_Directive 1:_
Copy the entries word for word, everything from their first line down to the line containing "194 344 L 194", with both ends included.
_Directive 2:_
Continue the account of the vinegar and juice business from the point where it ends.

_Provided passage:_

It was designed to work like a Frings. You start with a tank that's about 50-50 cyder vinegar and cyder, so it's 4.5% alcohol and 5.5% acetic acid. You blow air through it and keep it at a constant temperature, and after 24 hours virtually all the alcohol will have been converted to acetic acid. At that point, you pump out half the cyder vinegar and recharge with 10% alcohol cyder.
Father worked out a way to run his two Greenshield towers as a continuous process. The trouble is, the Greenshield cooling system is poor so it can't cope with more than 7% acetic acid strength, and most people want 9%. So five years ago Barry and I bought a Frings Acetator. It's a large-scale batch process, not continuous, but it's on a 24-hour cycle and automatically discharges when the alcohol dips below 0.2-0.3%. And it now rattles away all year round. We still use the Greenshields for our organic brand because it gives a much more mellow product.
We do bulk vinegar in tankers and 1,000 litre bins, which goes to manufacturers of dressing and chutneys. And we've got a bottling line doing red, white and cyder vinegars and balsamic cyder vinegar.
Our third line is an aseptic drumming line for bulk apple juice, which we put in last year. We had problems with that at first -- purely because we didn't have time to commission it properly. But now, instead of sending everything out by tanker, all our bulk juices are pasteurised on-site and sold in drums or bag-in-box.
I'm not really a technical expert but I've never been afraid to ask questions. When I first came into the business, some of the old guard would either disappear behind the black art of vinegar making or just say "that'll never work". But I knew we needed to make changes, and there was a hugely defensive attitude from people who felt -- rightly, as it turned out -- their positions were at risk.
I was quite idealistic -- or naïve -- thinking it could all work with all of us still there. Then I heard a business trouble-shooter say the reason a lot of small family businesses fail is that the next generation won't take the tough decisions needed to move forward. And I realised I had to bite the bullet, trusting it was the right thing to do for the business. Ultimately two people had to move on, and we haven't looked back; I sincerely hope they haven't either. Happily, the last time I had to do that was four or five years ago.

_Record excerpts:_

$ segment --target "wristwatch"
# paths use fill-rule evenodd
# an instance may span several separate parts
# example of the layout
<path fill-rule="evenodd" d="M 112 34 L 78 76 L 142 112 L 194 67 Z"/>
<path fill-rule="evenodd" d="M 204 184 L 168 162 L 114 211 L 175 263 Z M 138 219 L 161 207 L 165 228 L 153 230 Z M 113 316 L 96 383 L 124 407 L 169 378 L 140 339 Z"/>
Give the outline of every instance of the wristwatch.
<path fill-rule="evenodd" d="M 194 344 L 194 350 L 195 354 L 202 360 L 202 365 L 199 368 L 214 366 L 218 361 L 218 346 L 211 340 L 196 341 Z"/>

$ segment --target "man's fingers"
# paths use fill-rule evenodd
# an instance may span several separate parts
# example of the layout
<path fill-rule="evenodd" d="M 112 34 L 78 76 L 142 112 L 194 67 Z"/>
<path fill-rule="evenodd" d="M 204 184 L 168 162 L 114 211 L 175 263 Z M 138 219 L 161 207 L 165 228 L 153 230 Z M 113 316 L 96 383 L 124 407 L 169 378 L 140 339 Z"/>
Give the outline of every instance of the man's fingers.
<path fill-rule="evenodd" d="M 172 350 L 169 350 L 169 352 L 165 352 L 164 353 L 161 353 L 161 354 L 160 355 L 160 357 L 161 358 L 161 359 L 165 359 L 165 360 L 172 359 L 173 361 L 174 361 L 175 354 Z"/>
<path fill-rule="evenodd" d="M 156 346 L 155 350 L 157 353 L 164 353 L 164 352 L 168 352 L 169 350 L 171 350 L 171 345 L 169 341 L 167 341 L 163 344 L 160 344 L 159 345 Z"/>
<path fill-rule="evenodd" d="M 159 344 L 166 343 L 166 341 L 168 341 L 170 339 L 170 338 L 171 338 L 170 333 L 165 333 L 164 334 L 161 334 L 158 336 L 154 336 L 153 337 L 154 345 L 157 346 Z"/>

_Reply 1:_
$ segment --target "wristwatch"
# paths use fill-rule evenodd
# an instance may span several separate parts
# example of the layout
<path fill-rule="evenodd" d="M 112 34 L 78 76 L 142 112 L 194 67 Z"/>
<path fill-rule="evenodd" d="M 204 184 L 168 162 L 114 211 L 175 263 Z M 138 219 L 161 207 L 165 228 L 153 230 Z M 113 316 L 96 383 L 124 407 L 169 378 L 140 339 Z"/>
Give the outline of every instance of the wristwatch.
<path fill-rule="evenodd" d="M 194 344 L 194 350 L 195 354 L 202 360 L 202 365 L 199 368 L 214 366 L 218 361 L 218 346 L 211 340 L 196 341 Z"/>

_Reply 2:_
In 1946 my grandmother, Peronelle Guild, was one of the founder members of the Soil Association. We've still got 90 acres of organic orchard, along with 260 acres of farmland. We only produce a small percentage of our requirements now and it would be cheaper to buy everything from someone else, but that has never really felt right.
All our kegged and bottled cyder is fermented from English apples, as is all of our organic cyder vinegar. Everything else -- non organic vinegar and apple juice -- depends on the time of year. It's mainly English from August to April and mainly foreign from April to July, but we're pressing English come what may for the drinking cyder.
My brother and I both live by Aspall Church, which is a 10-minute walk away, through the apple orchards. It can take 30 minutes when the blossom is on the trees.
If we hadn't come back into the business, father and mum would have sold up, so I think we should throw off the weight that 'we must never sell'. There aren't many eighth-generation businesses around. But it's a lifestyle thing too, and at the moment no-one could pay us enough to sell. Besides, it would spoil my commute.
Interview by Mick Whitworth
Name: Henry Chevallier Guild
Career history: Took business degree at Oxford and travelled for two years before joining family business in 1993.
Domestics: Single, and living in the hamlet of Aspall.
Outside work: "I read a lot, I do a lot of yoga, and I have a motorbike that I tend to use to go on birdwatching trips."
Location: Aspall, The Cyder House, Aspall Hall, Debenham, Suffolk IP14 6PD. Tel: 01728 860510. http://www.aspall.co.uk
Main products: Premium apple juice, cyder vinegar and cyder, in bottles, kegs and bulk bins.
Throughput: 9,500 tonnes of apples last year.